◆ **Given records**:
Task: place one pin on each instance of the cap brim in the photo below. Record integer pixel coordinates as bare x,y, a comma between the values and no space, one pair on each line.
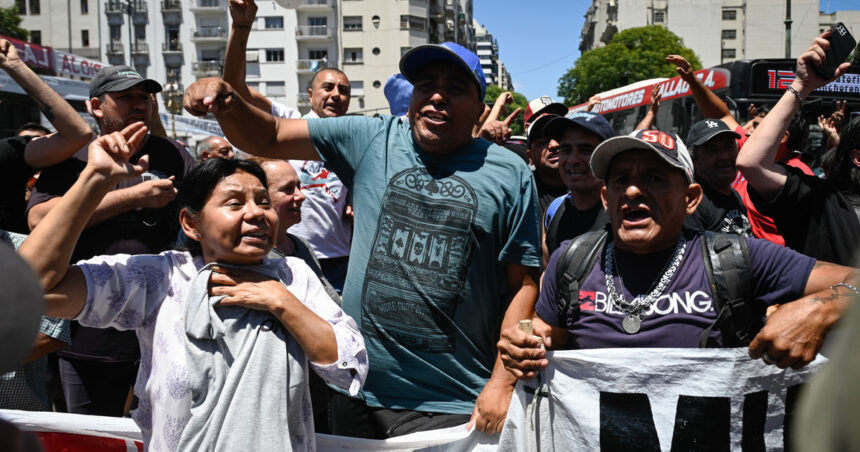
539,127
606,151
710,137
148,85
419,57
554,108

◆ **Your objective**: Extract every row above word for word, keeping each line as it stands, and leave the picture out of your answer.

◆ **Complete answer**:
Task: place one pin on each instance of the cap brim in the photo below. Record integer pixel coordinates as bare x,y, a comma between the values and no space, one pair on each line.
539,127
606,151
710,137
148,85
419,57
554,108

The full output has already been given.